Vervolg het fragment over ergernis. Begin direct na de laatste zin.

--- Aangeleverd fragment ---

28.10.10

Dutch Design Week '

Waar ergert een mens zich aan? De één ergert zich aan hondepoep onder en om de schoenzool heen gevouwen, de ander aan de wanhoop opwekkende staat van samenlevingsverbanden. Meestal zijn deze één en ander ook één. Toch zijn er ook ergernissen die niet door iedereen gedeeld zullen worden. Wat er dan gebeurt, is dat een geërgerd persoon zijn ergernis zal willen delen met een medemens. Om dat te bereiken wordt die ergernis in een breder kader gegoten en/of theoretisch verantwoord. In ieder geval wordt er zodanig mee om gesprongen, dat een ander aangesproken wordt als ware het geen persoonlijke en incidentele ergernis maar eentje van een algemene en wellicht universele strekking; eentje die door iedereen gedeeld moet worden, als men er zich maar bewust genoeg van was. Bewustwording van de ergernis ter opvoeding van de burger. Nou nou, poeh poeh. Willen we dat wel altijd? Den matriarch of patriarch staat weer eens op de deurbel te hameren. Gewoon achter de bank kruipen.

--- Studiemateriaal ---

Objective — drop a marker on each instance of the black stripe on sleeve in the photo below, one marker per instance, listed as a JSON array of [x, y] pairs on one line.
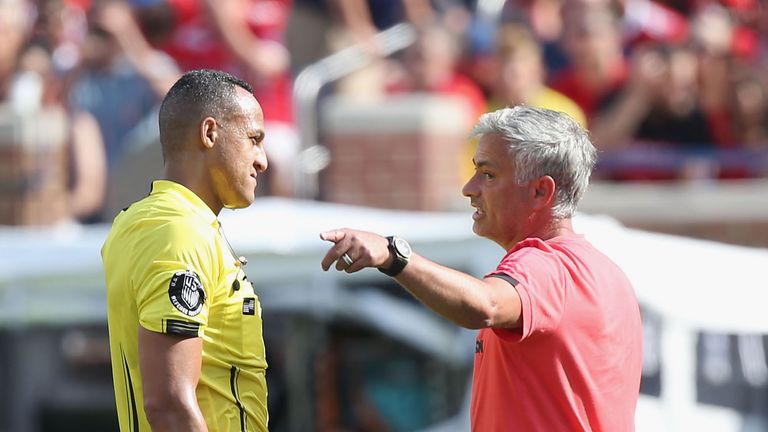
[[182, 328], [512, 281], [233, 374], [134, 414]]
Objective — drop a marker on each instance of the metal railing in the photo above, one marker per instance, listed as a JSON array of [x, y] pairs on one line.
[[314, 156]]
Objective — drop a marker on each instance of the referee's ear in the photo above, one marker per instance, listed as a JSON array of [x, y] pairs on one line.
[[209, 132]]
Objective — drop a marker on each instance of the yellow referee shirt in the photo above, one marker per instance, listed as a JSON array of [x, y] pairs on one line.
[[169, 269]]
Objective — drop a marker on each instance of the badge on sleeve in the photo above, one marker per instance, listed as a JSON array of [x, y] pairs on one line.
[[186, 292]]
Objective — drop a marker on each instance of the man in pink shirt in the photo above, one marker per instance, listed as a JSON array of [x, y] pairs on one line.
[[560, 340]]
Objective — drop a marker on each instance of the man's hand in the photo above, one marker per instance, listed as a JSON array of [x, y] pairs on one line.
[[363, 249]]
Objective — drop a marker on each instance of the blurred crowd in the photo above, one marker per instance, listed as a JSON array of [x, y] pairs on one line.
[[80, 80]]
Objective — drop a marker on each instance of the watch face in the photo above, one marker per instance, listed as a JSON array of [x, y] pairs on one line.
[[402, 247]]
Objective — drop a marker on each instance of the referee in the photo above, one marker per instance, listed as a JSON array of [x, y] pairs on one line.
[[185, 324]]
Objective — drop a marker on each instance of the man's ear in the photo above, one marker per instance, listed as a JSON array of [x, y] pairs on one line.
[[543, 190], [209, 132]]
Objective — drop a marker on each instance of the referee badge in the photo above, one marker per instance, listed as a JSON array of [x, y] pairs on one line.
[[186, 292]]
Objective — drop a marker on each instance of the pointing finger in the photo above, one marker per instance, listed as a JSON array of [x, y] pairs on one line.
[[332, 236]]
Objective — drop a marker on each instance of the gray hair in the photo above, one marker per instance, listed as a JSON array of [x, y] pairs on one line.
[[545, 142]]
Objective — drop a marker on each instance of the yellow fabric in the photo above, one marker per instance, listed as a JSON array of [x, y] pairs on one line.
[[159, 245], [545, 98]]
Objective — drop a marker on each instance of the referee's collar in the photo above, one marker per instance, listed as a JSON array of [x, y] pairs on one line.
[[188, 197]]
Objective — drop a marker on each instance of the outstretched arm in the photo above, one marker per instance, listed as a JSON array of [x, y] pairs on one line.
[[461, 298]]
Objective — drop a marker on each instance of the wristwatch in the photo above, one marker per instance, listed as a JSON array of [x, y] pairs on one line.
[[400, 251]]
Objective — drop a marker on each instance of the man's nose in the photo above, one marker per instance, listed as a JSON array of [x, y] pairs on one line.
[[261, 163], [470, 187]]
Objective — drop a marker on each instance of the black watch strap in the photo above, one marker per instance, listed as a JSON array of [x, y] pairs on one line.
[[398, 260]]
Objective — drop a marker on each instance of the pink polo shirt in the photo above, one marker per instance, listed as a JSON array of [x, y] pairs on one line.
[[575, 363]]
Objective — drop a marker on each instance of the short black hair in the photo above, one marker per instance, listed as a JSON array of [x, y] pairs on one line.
[[196, 95]]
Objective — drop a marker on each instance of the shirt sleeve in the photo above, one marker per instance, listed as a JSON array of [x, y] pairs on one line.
[[541, 285], [174, 284]]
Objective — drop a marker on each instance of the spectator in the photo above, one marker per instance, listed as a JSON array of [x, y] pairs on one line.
[[661, 102], [67, 178], [522, 73], [120, 79], [245, 38], [430, 66], [593, 43]]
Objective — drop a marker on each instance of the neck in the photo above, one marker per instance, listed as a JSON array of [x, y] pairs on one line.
[[193, 179], [544, 230]]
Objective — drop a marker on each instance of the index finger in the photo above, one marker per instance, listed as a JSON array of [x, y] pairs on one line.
[[332, 235]]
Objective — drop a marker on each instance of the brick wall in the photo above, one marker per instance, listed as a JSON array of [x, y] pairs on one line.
[[401, 154]]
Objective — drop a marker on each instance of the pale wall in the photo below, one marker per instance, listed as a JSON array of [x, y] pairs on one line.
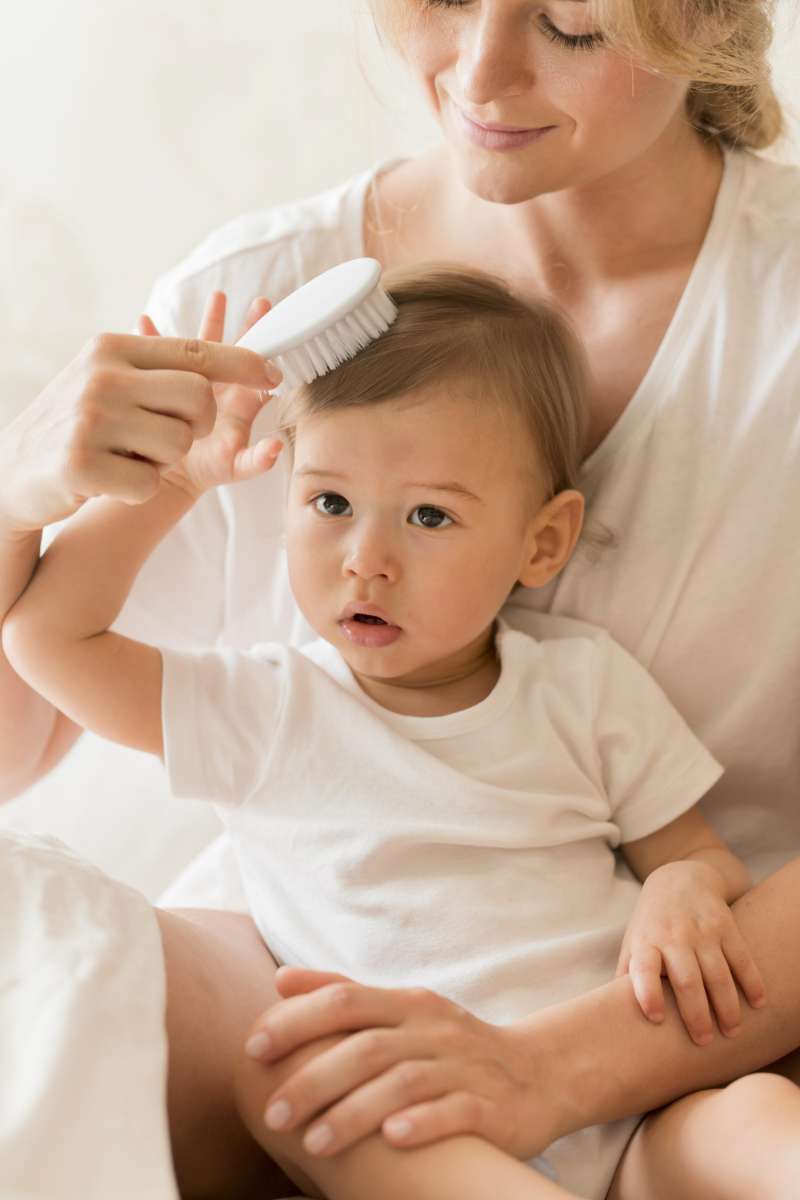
[[131, 127]]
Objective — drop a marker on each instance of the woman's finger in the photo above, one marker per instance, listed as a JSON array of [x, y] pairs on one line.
[[212, 322], [252, 461], [335, 1008], [720, 989], [457, 1113], [686, 982], [293, 981], [365, 1109], [258, 309], [346, 1067], [743, 965]]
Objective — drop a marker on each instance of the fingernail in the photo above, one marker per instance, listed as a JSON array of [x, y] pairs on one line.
[[257, 1045], [277, 1115], [319, 1139], [398, 1127]]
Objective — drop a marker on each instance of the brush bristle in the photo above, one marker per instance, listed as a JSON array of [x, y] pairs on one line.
[[342, 341]]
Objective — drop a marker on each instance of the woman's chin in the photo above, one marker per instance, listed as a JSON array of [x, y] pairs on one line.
[[494, 181]]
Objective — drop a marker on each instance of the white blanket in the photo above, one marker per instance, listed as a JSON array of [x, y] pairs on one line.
[[83, 1053]]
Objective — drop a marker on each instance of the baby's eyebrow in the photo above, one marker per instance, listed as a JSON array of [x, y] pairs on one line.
[[458, 489], [450, 486]]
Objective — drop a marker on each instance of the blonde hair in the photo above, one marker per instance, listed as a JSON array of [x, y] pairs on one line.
[[469, 328], [719, 46]]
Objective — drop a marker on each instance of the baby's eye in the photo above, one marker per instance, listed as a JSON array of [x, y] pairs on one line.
[[429, 517], [331, 504]]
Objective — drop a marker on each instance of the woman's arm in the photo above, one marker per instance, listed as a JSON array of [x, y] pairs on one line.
[[56, 635], [71, 443], [582, 1062], [34, 736]]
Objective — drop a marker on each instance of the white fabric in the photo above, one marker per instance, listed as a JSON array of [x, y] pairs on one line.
[[471, 853], [83, 1048], [699, 480]]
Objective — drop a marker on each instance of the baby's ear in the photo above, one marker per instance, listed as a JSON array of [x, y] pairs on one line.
[[552, 538]]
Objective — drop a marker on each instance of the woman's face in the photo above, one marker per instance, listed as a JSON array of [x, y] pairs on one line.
[[536, 66]]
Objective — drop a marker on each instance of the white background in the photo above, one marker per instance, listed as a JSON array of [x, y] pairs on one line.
[[130, 129]]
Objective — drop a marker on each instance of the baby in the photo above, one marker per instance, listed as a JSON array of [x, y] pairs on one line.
[[425, 793]]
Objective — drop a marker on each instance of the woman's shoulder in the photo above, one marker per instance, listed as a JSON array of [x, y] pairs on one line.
[[769, 211], [268, 251]]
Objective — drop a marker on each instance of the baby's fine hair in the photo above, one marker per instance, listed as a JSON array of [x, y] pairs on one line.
[[469, 329]]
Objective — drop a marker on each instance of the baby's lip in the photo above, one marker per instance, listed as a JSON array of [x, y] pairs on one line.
[[368, 610]]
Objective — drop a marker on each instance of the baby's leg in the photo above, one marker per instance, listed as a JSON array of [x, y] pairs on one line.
[[462, 1168], [218, 981], [735, 1143]]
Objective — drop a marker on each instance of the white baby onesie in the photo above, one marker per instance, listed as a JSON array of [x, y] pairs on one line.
[[470, 853]]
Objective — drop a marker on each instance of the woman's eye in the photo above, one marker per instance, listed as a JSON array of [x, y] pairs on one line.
[[573, 41], [429, 517], [331, 504]]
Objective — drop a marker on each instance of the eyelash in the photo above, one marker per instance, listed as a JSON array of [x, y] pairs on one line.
[[431, 508], [551, 31]]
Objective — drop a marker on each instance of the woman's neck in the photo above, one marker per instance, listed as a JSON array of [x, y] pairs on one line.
[[649, 213]]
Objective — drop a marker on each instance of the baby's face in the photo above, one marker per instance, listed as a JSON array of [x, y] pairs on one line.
[[413, 511]]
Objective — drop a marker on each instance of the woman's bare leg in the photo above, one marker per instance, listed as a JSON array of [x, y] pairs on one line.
[[738, 1143], [455, 1169], [599, 1059], [218, 979]]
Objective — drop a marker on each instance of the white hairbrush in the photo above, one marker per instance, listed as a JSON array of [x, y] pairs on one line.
[[325, 322]]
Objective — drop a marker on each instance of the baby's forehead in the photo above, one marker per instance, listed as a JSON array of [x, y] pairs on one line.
[[428, 433]]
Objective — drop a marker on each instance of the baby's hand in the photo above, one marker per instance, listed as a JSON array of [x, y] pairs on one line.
[[683, 928], [223, 456]]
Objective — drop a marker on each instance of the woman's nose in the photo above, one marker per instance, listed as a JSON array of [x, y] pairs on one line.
[[494, 54]]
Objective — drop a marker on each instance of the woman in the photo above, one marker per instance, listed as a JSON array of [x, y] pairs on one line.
[[630, 199]]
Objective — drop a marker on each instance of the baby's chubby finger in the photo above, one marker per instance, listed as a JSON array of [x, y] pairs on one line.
[[293, 981], [645, 977]]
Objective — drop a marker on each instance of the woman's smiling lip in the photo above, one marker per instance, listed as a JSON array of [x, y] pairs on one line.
[[498, 137]]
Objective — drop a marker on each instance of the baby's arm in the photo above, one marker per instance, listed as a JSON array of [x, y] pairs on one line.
[[58, 637], [683, 927]]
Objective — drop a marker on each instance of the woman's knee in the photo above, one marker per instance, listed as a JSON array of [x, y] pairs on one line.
[[751, 1103]]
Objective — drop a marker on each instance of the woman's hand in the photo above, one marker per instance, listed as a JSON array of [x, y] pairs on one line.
[[683, 928], [415, 1066], [124, 409], [224, 455]]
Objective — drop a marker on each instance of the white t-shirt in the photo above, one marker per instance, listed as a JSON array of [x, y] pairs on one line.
[[471, 853], [699, 479]]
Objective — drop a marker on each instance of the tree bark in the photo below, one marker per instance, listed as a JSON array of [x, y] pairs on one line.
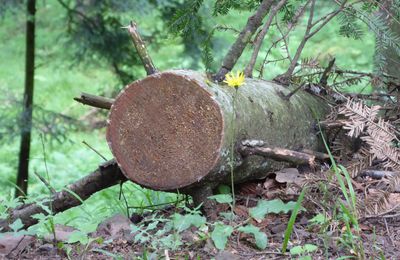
[[26, 119], [174, 130], [105, 176]]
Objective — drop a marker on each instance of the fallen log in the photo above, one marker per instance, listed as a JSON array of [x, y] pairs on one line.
[[107, 175], [174, 130]]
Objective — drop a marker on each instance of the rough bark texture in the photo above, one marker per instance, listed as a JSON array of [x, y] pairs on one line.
[[174, 130], [106, 176], [26, 118]]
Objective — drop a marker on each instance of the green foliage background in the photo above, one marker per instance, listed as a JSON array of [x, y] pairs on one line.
[[60, 76]]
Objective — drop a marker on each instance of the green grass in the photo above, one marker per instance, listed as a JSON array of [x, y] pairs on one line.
[[58, 80]]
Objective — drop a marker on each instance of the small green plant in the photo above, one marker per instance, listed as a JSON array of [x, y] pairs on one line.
[[297, 207], [302, 252], [348, 212], [159, 232]]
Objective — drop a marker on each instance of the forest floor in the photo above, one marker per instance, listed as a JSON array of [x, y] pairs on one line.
[[115, 239]]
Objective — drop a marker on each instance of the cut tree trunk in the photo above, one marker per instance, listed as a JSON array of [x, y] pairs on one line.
[[175, 130]]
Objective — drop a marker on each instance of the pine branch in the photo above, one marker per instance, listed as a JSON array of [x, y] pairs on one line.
[[378, 133], [310, 32]]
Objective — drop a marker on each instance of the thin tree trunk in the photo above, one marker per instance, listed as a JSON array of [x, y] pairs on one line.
[[26, 119]]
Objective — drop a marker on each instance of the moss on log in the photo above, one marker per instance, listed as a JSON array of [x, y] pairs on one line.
[[173, 130]]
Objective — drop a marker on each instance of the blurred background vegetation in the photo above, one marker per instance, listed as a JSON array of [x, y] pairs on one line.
[[73, 57]]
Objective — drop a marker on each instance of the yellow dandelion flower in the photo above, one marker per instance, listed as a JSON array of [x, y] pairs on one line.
[[234, 80]]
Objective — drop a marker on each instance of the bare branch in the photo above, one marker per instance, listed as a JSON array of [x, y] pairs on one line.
[[107, 175], [284, 36], [141, 49], [245, 35], [284, 78], [95, 101], [260, 38]]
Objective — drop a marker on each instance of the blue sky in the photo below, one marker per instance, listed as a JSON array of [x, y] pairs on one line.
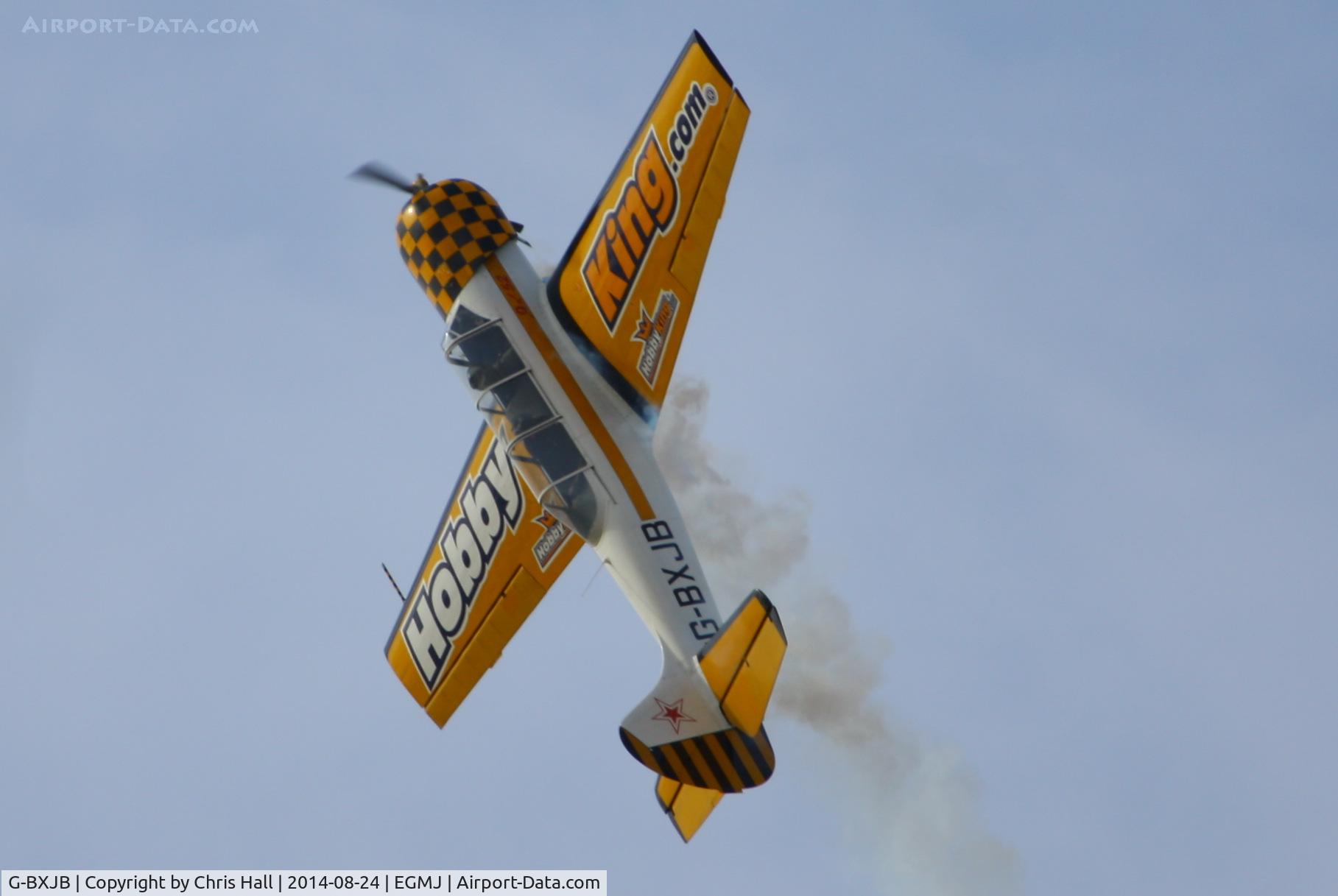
[[1032, 306]]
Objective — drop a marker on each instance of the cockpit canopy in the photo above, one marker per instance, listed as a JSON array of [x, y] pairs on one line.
[[538, 443]]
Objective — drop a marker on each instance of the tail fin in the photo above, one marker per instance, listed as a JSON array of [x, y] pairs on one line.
[[717, 740], [686, 805]]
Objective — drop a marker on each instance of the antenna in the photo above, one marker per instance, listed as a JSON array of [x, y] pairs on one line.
[[392, 582]]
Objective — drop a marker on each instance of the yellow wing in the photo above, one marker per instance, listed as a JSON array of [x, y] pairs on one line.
[[494, 557], [627, 285]]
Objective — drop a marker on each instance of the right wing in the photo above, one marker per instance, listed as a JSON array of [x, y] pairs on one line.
[[494, 557], [627, 285]]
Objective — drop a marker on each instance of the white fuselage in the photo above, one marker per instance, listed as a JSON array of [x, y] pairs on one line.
[[650, 558]]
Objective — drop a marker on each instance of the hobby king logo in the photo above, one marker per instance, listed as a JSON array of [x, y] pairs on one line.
[[486, 502], [653, 334], [554, 537], [645, 209]]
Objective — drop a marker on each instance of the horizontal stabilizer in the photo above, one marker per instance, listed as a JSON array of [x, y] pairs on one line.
[[728, 761], [686, 805], [742, 663]]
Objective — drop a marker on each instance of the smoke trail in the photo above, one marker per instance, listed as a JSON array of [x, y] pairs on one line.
[[914, 800]]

---

Antwoord
Eentje die ik graag wil delen en omringen met een motiverend kader: het Grote Montuur. Totaal overbodig en achterhaald, toch populair. Mensen willen zich ermee onderscheiden en plaatsen zich daardoor binnen een massa fantasieloze gelijksoortigen. Leeghoofdigheid en strebergedrag? Wat er in ieder geval over gezegd kan worden, is dat het een hopeloos anachronisme is: al die moderne "design"erigheid die teruggrijpt op geforceerd iconisch verklaarde stijlmiddelen. Combineer dat met de verplichte iPod en het anachronisme wordt er nog groter op. Je montuur moet zo primitief mogelijk zijn, maar gadgets horen niet terug te verwijzen. Oftewel: het gaat helemaal nergens over, en al helemaal niet over functionaliteit.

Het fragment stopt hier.